(Image location labeling entries)
====

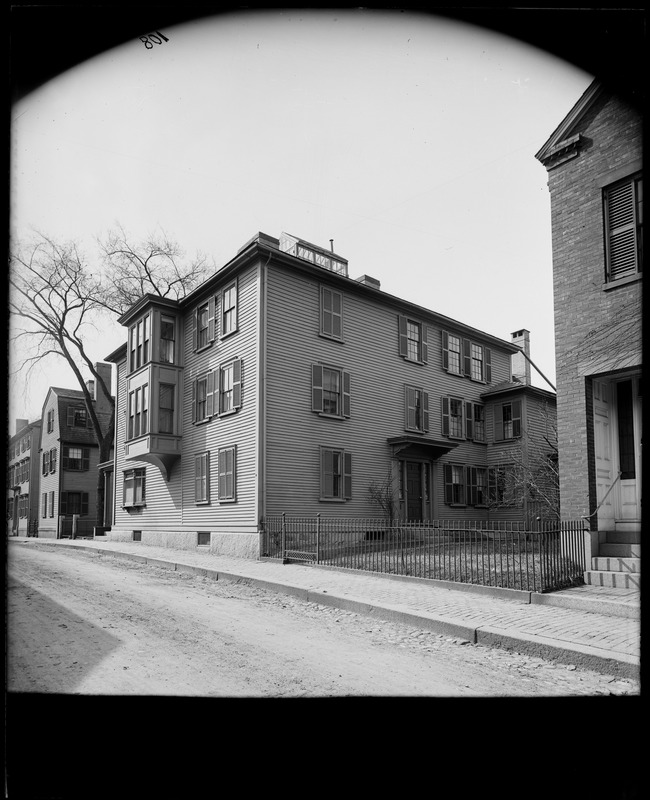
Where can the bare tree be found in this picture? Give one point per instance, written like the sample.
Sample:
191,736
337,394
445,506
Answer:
56,299
155,266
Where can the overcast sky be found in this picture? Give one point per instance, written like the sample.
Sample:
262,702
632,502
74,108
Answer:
407,139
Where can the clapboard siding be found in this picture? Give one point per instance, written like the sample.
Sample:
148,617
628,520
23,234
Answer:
237,429
370,353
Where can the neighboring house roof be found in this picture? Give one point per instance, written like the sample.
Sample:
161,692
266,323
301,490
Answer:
510,387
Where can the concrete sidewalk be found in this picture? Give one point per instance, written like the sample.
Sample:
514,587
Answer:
592,627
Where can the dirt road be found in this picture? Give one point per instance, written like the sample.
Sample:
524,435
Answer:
82,623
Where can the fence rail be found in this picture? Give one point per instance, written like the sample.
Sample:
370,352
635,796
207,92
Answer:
540,557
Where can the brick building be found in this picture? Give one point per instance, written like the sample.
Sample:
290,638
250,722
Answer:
283,385
594,163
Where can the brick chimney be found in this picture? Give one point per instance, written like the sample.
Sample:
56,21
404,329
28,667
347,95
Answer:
520,366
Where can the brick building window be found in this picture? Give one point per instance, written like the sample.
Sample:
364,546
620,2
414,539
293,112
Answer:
623,212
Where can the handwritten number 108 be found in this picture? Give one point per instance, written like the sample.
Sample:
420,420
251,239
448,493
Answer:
156,37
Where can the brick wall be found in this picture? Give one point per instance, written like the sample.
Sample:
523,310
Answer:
596,331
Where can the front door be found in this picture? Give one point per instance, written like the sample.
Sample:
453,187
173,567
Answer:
627,398
414,490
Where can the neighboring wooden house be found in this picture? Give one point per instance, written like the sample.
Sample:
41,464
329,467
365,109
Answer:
69,457
283,385
594,163
23,478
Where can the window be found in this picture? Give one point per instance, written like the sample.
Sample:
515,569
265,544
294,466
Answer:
331,313
204,325
139,335
227,474
330,391
166,408
138,411
77,418
477,486
134,487
76,458
229,310
623,211
167,336
74,503
230,387
202,478
335,474
202,538
464,357
452,417
416,402
454,476
475,422
412,340
502,485
507,420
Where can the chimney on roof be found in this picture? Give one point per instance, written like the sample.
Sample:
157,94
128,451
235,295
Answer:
519,365
367,280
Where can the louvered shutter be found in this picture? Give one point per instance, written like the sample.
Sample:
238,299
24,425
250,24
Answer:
347,475
346,394
316,388
211,390
467,358
445,416
469,420
445,350
403,340
516,418
236,383
621,227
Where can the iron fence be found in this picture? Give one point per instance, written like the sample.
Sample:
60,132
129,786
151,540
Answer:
541,557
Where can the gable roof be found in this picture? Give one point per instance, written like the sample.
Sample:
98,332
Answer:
564,139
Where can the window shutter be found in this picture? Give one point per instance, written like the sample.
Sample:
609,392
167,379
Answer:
403,342
469,420
210,391
516,418
346,394
498,422
449,496
445,416
316,387
621,227
211,315
409,402
347,475
467,358
236,383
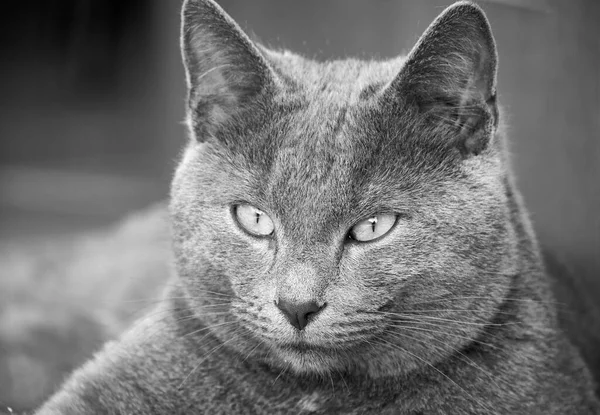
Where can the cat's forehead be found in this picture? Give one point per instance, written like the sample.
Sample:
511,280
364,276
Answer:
339,80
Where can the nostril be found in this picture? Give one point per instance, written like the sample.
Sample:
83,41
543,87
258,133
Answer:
298,313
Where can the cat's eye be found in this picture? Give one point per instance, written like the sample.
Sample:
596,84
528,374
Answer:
253,220
372,228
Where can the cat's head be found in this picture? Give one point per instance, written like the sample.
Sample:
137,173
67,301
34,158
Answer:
347,215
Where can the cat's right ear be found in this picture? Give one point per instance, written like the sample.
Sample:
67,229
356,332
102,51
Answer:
225,71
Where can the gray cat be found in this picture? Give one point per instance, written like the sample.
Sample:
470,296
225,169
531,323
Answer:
347,239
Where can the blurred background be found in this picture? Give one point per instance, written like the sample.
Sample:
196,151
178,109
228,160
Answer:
92,99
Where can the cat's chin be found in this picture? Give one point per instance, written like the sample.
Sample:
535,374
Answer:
306,359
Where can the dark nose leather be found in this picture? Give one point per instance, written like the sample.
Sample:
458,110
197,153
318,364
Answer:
298,314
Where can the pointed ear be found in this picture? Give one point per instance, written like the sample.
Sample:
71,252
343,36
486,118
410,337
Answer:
225,71
451,75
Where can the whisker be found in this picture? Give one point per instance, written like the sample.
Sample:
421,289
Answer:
447,333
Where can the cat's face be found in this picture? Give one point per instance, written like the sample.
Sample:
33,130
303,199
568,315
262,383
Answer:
324,218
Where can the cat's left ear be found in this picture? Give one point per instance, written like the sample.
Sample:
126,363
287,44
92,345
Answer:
225,70
451,75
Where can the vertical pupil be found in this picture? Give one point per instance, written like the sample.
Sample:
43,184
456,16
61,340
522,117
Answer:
373,223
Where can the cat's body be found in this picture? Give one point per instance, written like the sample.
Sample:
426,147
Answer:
447,311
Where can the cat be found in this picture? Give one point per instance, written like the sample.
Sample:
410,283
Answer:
347,238
61,298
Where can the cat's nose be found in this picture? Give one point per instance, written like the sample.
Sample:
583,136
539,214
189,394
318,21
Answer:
298,313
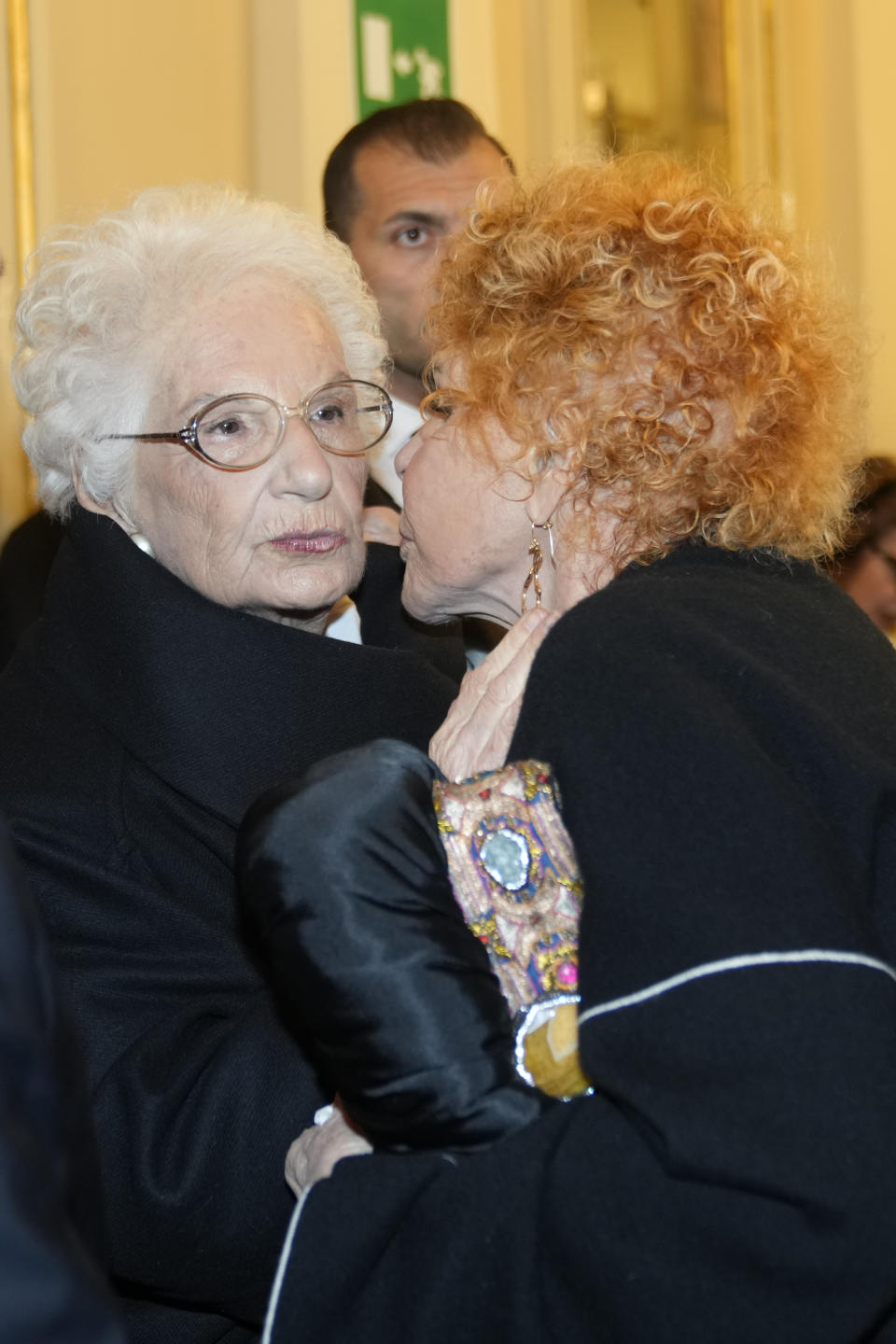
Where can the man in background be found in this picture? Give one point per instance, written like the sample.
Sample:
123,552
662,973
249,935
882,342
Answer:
395,187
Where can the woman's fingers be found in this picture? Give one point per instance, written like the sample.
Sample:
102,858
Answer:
314,1155
476,734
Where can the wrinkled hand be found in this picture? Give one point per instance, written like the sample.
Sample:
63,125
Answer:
381,525
314,1155
477,732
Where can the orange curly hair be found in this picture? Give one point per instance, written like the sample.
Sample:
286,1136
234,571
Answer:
641,324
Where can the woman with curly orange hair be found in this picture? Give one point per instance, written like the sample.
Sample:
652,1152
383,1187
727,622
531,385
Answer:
641,425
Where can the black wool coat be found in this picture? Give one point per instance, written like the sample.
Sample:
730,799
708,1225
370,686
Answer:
723,732
137,722
49,1283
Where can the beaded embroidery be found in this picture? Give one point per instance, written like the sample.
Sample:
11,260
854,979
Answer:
514,876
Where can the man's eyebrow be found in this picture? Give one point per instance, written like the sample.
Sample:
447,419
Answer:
415,217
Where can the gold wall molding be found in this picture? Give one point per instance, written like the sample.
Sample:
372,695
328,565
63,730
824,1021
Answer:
16,485
21,127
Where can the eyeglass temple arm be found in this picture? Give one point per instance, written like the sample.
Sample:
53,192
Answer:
183,436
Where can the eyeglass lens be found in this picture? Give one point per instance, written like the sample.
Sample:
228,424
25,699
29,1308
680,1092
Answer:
242,430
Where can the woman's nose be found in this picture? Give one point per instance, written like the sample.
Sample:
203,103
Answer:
301,465
406,455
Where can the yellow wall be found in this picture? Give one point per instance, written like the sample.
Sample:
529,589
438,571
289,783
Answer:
257,91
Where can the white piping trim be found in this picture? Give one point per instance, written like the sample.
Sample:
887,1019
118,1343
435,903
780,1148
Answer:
273,1303
713,968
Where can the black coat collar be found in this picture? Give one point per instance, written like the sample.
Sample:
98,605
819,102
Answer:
217,702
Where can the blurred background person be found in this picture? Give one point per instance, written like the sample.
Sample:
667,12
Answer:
865,566
395,189
201,374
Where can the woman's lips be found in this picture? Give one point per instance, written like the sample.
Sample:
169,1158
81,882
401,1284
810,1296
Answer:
309,543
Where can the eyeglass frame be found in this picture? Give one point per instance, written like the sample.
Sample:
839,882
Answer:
187,437
884,555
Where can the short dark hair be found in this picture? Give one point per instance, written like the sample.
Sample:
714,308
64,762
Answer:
434,129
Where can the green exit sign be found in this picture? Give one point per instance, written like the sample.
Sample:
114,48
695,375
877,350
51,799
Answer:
402,51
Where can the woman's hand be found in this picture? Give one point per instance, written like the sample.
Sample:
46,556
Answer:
477,732
315,1151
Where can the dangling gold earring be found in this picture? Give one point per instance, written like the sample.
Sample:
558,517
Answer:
538,556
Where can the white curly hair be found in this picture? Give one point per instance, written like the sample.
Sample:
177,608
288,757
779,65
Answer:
103,296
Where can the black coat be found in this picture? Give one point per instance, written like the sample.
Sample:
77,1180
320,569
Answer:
723,732
49,1288
138,721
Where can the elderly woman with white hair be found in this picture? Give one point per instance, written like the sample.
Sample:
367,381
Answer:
202,379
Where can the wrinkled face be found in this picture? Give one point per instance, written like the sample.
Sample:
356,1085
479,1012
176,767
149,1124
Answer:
282,540
407,208
871,581
465,525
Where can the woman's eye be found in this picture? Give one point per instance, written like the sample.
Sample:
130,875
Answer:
328,414
413,237
227,427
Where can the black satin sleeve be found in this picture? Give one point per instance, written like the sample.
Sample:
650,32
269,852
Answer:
344,886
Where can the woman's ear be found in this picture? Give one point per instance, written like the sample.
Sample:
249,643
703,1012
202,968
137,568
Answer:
548,492
110,509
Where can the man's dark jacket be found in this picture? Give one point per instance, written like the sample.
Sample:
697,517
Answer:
137,722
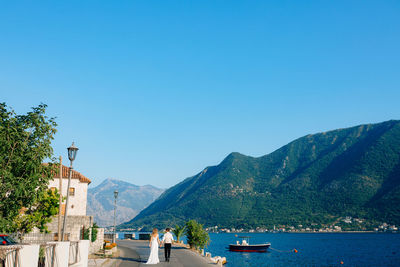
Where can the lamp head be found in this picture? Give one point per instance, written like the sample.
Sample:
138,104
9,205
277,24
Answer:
72,150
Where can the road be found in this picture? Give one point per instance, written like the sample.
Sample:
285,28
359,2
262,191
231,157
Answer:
134,253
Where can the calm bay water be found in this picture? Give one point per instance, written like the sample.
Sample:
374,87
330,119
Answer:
316,249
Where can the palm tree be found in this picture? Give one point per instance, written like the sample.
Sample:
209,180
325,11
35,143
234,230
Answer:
179,231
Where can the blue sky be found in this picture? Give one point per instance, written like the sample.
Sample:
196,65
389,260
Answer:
154,91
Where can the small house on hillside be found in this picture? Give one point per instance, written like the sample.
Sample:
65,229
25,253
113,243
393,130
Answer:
77,220
77,191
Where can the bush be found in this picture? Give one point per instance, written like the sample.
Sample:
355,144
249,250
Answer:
197,237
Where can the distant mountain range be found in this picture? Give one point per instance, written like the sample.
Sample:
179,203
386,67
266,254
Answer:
314,179
131,200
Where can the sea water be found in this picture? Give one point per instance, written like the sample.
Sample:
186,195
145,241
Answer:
313,249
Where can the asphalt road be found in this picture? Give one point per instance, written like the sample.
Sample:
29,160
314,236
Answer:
134,253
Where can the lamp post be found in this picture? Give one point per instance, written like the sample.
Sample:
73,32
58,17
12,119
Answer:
72,150
115,208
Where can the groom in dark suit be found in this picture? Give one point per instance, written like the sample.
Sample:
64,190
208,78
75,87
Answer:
167,241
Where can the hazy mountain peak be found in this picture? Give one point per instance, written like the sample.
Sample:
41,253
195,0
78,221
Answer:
352,171
131,200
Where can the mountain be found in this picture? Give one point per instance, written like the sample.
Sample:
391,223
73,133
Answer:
131,200
314,179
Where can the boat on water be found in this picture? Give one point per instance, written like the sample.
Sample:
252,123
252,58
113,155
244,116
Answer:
245,246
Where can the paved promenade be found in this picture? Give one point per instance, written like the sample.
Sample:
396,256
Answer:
134,253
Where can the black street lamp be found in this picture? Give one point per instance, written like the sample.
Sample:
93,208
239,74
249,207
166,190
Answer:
115,208
72,150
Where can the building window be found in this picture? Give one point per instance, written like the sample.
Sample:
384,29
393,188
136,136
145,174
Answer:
72,191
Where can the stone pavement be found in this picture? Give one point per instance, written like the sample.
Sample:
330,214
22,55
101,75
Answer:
134,253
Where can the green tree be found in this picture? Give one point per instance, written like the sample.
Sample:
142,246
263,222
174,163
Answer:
197,237
24,145
179,231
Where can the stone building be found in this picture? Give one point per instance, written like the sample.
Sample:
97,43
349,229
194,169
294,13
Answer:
77,220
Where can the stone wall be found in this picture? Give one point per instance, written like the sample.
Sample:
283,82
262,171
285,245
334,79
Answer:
76,203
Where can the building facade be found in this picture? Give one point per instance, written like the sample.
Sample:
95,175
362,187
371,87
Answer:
78,191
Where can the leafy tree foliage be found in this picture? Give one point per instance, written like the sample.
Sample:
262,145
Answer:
24,144
197,237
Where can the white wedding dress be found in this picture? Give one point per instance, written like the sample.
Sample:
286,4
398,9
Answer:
153,258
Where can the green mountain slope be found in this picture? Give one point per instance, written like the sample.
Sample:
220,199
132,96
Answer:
316,178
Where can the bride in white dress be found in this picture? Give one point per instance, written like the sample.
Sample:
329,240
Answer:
154,243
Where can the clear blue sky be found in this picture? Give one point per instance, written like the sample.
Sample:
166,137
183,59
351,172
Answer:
154,91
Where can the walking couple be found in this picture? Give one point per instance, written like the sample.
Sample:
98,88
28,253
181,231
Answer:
155,242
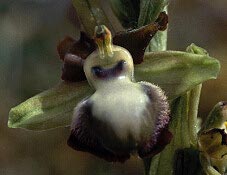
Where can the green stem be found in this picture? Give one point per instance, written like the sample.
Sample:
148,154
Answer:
149,11
193,112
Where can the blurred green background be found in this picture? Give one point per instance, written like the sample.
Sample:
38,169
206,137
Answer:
29,64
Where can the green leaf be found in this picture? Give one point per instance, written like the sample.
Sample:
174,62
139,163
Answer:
149,11
184,108
176,72
91,14
49,109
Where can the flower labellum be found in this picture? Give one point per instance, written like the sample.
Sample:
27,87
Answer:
122,116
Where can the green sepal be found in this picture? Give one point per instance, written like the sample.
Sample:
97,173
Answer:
49,109
176,72
91,14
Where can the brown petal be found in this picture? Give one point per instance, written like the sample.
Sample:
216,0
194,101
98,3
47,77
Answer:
136,41
73,52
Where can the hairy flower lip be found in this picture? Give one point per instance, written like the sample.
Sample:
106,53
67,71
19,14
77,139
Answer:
135,41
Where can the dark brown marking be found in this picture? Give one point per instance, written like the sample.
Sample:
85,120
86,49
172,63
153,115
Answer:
84,138
161,136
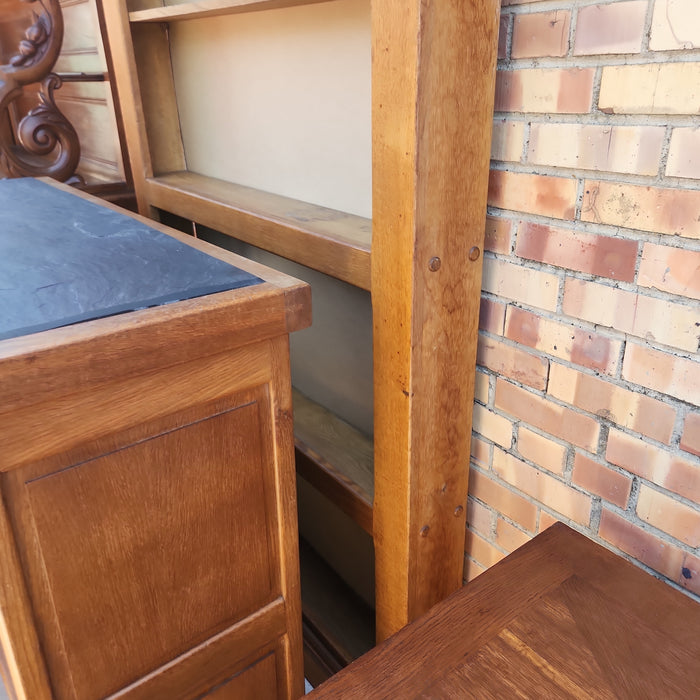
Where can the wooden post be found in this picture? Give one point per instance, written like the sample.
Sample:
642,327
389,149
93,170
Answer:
433,74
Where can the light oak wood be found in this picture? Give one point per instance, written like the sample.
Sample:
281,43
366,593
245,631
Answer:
150,541
171,12
432,104
560,617
321,238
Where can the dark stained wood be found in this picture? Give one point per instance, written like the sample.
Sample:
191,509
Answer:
149,543
335,458
560,617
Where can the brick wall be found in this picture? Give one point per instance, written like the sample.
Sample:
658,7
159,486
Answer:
588,383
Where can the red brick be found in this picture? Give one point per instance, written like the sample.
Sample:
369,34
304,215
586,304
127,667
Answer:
671,516
684,154
538,449
479,518
535,194
602,256
630,409
518,283
690,440
620,149
652,88
481,387
672,472
502,500
643,546
585,348
492,426
512,362
482,551
666,373
655,320
548,416
553,493
509,537
690,574
541,34
480,452
672,270
601,480
492,316
614,28
675,25
660,210
545,90
503,36
497,235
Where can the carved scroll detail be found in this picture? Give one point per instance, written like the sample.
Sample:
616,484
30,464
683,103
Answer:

====

-- To do --
Starting with the line that contains "Where can the red", return each line through the last one of the data above, exactly as written and nothing more.

-- Full answer --
Where can the red brick be found in this picture? Give one point per instance, written like the sample.
Sample:
369,34
304,215
586,304
127,667
Answer:
671,516
684,154
538,449
479,518
535,194
602,256
630,409
518,283
690,440
620,149
652,88
481,387
672,472
502,500
643,546
585,348
492,426
512,362
482,551
666,373
655,320
548,416
553,493
509,537
690,574
541,34
480,452
672,270
601,480
492,316
614,28
675,25
660,210
545,90
503,36
497,235
Where can the carved scroll detail be found in this picture? Give one point per instance, written like the sample.
Sample:
616,484
30,464
683,103
Answer:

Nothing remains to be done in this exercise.